**EXERCISE REQUIREMENTS**
Please restate each line of the data that follows word for word, skipping any image.

____________________

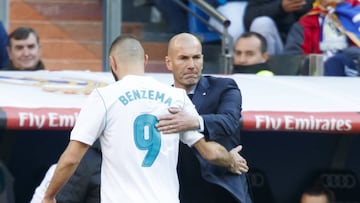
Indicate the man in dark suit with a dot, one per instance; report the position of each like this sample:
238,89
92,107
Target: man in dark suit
218,101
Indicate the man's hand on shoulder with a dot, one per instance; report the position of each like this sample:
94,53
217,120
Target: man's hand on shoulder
239,164
177,121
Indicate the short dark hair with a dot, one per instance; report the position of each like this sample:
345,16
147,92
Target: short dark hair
257,35
321,190
21,33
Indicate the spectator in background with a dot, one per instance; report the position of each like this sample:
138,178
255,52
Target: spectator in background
273,19
250,54
317,194
4,58
177,17
319,32
218,101
24,50
233,10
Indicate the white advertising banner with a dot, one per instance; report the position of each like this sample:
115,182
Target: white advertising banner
52,100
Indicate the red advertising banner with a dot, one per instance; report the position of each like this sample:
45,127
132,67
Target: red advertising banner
329,122
39,118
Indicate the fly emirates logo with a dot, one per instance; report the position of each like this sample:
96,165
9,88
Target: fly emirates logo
49,119
311,123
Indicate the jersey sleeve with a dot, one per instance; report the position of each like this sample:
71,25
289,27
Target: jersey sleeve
190,137
91,120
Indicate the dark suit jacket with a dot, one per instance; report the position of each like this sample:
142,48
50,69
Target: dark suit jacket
218,101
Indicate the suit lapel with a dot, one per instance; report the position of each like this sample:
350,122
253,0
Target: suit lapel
201,92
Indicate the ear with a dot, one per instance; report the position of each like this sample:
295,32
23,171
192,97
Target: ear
168,64
266,56
113,64
9,52
146,59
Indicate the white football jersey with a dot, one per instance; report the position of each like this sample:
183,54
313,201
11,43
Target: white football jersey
139,163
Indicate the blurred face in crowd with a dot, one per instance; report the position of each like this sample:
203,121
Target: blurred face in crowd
185,60
24,53
306,198
248,52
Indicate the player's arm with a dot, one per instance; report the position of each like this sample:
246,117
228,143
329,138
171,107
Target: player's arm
66,166
217,154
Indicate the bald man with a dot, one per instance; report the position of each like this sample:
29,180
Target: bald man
218,101
138,162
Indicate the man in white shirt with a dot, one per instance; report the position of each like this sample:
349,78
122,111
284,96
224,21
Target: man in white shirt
139,162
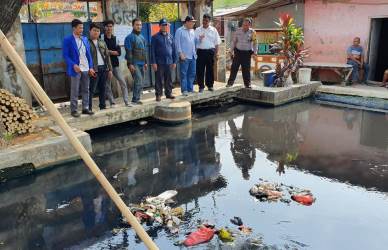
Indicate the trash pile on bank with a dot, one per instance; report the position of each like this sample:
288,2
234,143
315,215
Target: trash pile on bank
274,192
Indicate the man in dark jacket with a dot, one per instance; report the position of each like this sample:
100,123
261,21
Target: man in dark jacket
163,60
102,66
79,64
115,52
136,55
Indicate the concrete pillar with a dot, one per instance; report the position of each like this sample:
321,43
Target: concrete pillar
9,78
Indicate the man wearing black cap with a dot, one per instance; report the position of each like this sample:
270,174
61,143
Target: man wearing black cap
185,45
163,59
243,47
207,50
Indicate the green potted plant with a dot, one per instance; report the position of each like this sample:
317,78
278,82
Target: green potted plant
291,47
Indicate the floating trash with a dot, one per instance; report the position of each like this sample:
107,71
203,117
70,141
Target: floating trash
273,192
225,235
202,235
154,209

____________________

**SOLUTION**
Indicate the man in dark suit with a dot, one per instance; report the position of each like this sample:
238,89
92,107
Target: man in dark suit
218,101
Indicate the man's hand on shoulder with a dot, one per instance; report the position of each like this sample:
94,53
217,120
Target: man's hand on shoulder
239,164
177,121
Indicate the short dark hair with a dot, one per instance; report the position of each like this sample:
345,16
147,92
Target: short dark hair
257,35
321,190
21,33
Indicate the spectator in background with a dot, one per instance; report the position of each like this sample:
138,178
255,52
Target: spectator in background
273,19
250,54
317,194
4,58
177,17
319,32
218,101
24,50
233,10
Indicate the white advertising banner with a dot, one per instance; report the position of each like this sample:
115,182
Target: white advertising banner
52,100
Indicate the red advertising banner with a dot, one per instance; report the position of each like this sample:
45,127
132,67
Target: red advertising banner
329,122
39,118
Indicate the fly emirates logo with a dot, one per instance; report the position of each like this sample:
96,165
9,88
Target: fly emirates logo
49,119
311,123
Indicate the jersey sleeve with a dot, one per instance; report the position of each like this sample:
71,25
289,27
Target: jersey sleeve
190,137
91,120
Indicate the dark suit jacket with a dot, one per instance; report the position of each like this sample:
142,48
50,69
Target: dark suit jacket
218,101
Indicate the suit lapel with a dot, one per instance; report the position of each like this sample:
350,122
253,0
Target: suit lapel
201,92
Indicate the ear with a dot, one per instance; report the position of each like this sample:
295,32
23,171
192,97
Target: ear
168,64
266,56
113,64
9,52
146,59
Indicate the white football jersey with a dot, one per instance; report the position of each like this sample:
183,54
313,201
11,43
Target: white football jersey
139,163
Indicate the blurred face in crowd with a dot, one per instance; report the position of each like this sample:
203,121
Target: blurred face in crowd
185,60
24,53
306,198
248,52
Indicate the player's arm with a dot, one per instance; report the position of each like this sample:
246,117
228,143
329,138
171,107
Target: player's arm
66,166
217,154
Indicate the bald man with a dot, one per instance; report the position of each like this sample:
29,180
Target: bald man
218,101
138,162
Indicate the man in white shirt with a dot, one per instance; report the position of each like this sample:
349,78
122,111
284,96
224,21
Target: man in white shirt
139,162
Indicate the trash pile on bank with a dot, one per instance; report the position of each like this sample:
288,2
234,143
315,215
Target: trash pile on bank
274,192
Indicate the man in dark jacket with a dot, one per instance; report the position of each like this sample:
100,123
261,21
Target: man in dark jacket
163,60
102,66
79,64
115,52
136,55
Indicate the concrete pillar with a dot, one per instance; report the position of each like this sample:
321,43
Target: concrete pillar
9,78
Indicate the man wearing black cap with a dot, one per instance; report the position of each like this sample:
270,174
61,143
Target: man wearing black cap
185,45
163,59
243,47
207,50
Indicate the green potted plant with a dot, one per instance; report the position of each like this sample:
317,78
278,82
Target: green potted plant
291,47
Indicate the floating trash with a dot, one per instance; report the position of each like this sample:
107,71
203,117
70,141
Target: floating trash
273,192
225,235
202,235
154,209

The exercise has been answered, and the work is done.